Göreviniz =>
Sayfa metninden bir bölümü harfi harfine kopyalayın. "Ben Sayın Genel" sözcüklerinin bulunduğu yerden başlayın ve "bilgi rica edeceğim." sözcüklerinden sonra durun.

Ben Sayın Genel Müdürüme bu girişten sonra, sadece birkaç önerimi kendisiyle paylaşmak istiyorum. Müzeye ayakta, müzenin ayakta olduğunu da sosyal medyamıza Şuppiluliuma'nın ayakta olduğuna dair bir resim geldi "İyi, Şuppiluliuma ayaktaysa müzemiz de ayaktadır." dedik. Aslında, Sayın Bakanım size biraz önce sordu: Depremin olduğu 6 Şubat 04.17'den sonra karanlık iki üç gün yaşadık, o iki üç günlük süreçte -müzemizde çok kıymetli, tarihî nadide eserler var- bu eserlerin tamamı sayıldı mı? Sizden bu konuda bir bilgi rica edeceğim.

Ham veriler =>
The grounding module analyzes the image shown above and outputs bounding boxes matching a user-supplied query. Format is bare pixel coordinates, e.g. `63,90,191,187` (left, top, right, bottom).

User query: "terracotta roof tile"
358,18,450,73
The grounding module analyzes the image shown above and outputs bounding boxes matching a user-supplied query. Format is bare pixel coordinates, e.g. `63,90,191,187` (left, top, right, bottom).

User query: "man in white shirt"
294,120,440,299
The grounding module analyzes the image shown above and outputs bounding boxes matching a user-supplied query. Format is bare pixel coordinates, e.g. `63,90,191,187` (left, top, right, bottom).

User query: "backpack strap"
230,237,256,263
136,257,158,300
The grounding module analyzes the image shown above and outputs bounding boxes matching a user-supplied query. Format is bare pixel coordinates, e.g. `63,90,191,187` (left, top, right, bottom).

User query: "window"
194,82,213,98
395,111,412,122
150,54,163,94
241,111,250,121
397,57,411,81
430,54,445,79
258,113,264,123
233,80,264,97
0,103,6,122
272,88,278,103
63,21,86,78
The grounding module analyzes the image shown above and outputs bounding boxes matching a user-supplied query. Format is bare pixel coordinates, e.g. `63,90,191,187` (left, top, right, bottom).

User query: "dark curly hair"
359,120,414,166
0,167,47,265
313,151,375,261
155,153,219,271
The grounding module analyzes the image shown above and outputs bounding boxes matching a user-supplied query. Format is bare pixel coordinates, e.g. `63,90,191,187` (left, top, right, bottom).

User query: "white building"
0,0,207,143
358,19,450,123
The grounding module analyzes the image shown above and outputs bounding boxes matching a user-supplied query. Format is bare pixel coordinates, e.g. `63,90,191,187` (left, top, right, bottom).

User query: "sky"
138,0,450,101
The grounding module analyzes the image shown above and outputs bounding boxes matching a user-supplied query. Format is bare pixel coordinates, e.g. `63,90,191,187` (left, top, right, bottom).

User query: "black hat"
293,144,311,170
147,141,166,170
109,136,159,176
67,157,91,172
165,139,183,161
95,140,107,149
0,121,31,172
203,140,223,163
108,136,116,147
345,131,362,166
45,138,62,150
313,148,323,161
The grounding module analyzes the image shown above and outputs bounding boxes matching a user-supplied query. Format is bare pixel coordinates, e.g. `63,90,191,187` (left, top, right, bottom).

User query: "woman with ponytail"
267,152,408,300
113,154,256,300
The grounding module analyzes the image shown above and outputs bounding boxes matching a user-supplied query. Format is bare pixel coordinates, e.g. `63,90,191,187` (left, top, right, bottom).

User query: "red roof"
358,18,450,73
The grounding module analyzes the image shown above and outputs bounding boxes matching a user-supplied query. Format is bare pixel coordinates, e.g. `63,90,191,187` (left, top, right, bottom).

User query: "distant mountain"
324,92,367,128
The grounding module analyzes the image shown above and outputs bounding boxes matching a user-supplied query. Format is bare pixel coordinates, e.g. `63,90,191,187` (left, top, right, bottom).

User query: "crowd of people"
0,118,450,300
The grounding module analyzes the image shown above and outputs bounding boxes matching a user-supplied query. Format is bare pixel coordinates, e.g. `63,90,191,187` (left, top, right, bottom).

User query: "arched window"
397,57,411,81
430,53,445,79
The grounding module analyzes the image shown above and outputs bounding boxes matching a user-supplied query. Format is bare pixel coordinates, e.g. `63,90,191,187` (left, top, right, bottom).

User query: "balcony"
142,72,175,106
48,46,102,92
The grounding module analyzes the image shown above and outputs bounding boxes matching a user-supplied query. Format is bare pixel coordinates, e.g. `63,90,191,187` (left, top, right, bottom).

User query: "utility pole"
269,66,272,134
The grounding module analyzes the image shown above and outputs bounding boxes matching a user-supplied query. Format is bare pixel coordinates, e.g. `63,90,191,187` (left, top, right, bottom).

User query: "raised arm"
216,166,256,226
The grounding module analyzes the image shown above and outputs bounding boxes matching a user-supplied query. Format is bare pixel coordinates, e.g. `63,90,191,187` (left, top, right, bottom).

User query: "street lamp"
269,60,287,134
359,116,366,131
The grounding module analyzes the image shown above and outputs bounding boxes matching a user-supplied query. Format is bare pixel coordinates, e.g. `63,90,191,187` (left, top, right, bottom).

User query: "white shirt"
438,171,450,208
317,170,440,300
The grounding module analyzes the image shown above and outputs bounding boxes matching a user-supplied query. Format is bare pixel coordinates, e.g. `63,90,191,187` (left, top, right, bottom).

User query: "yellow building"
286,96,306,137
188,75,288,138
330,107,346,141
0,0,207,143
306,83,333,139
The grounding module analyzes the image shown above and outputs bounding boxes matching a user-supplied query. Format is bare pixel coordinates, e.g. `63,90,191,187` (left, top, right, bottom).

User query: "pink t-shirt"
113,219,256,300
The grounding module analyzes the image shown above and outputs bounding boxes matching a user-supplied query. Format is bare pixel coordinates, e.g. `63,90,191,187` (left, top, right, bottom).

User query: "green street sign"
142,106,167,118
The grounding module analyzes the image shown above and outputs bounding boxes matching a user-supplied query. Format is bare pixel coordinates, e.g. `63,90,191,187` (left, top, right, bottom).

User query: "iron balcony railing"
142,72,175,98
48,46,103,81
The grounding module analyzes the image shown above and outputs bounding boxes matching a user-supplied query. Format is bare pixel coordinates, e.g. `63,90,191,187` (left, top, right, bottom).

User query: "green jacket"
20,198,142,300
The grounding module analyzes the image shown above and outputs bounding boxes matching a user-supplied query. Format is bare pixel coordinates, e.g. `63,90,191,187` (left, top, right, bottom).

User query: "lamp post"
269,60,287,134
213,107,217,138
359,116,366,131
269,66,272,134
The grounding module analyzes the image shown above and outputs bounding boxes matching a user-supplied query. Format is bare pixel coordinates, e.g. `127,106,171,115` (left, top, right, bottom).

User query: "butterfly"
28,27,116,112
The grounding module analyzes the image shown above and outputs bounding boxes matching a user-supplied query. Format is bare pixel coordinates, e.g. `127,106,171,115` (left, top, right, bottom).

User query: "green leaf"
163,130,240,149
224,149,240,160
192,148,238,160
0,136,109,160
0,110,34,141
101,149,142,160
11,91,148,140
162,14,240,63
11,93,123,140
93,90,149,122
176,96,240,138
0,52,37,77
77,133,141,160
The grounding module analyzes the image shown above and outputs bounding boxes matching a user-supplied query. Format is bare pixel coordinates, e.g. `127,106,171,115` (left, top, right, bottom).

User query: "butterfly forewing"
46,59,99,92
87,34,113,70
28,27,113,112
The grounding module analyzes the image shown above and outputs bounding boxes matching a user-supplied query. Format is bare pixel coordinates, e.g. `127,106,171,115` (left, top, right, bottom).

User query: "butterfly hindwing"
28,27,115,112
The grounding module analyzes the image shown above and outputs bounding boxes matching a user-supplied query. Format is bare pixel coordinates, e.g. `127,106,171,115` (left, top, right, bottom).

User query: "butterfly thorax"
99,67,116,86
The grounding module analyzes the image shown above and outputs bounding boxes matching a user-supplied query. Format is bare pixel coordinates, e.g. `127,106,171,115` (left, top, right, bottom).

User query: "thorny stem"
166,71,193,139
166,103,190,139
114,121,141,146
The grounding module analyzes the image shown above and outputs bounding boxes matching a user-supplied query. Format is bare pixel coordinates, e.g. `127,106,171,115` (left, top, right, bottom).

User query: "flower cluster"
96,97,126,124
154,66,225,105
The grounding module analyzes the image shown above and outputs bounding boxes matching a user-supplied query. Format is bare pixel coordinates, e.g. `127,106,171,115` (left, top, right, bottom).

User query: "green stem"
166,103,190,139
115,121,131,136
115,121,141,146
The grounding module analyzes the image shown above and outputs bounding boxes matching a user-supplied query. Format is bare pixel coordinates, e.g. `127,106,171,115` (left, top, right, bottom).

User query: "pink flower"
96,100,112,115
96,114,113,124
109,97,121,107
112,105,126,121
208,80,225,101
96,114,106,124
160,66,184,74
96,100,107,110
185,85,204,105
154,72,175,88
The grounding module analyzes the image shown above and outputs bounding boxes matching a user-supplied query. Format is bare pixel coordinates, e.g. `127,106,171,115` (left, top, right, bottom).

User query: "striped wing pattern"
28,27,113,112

Yazılı yanıt =>
Ben Sayın Genel Müdürüme bu girişten sonra, sadece birkaç önerimi kendisiyle paylaşmak istiyorum. Müzeye ayakta, müzenin ayakta olduğunu da sosyal medyamıza Şuppiluliuma'nın ayakta olduğuna dair bir resim geldi "İyi, Şuppiluliuma ayaktaysa müzemiz de ayaktadır." dedik. Aslında, Sayın Bakanım size biraz önce sordu: Depremin olduğu 6 Şubat 04.17'den sonra karanlık iki üç gün yaşadık, o iki üç günlük süreçte -müzemizde çok kıymetli, tarihî nadide eserler var- bu eserlerin tamamı sayıldı mı? Sizden bu konuda bir bilgi rica edeceğim.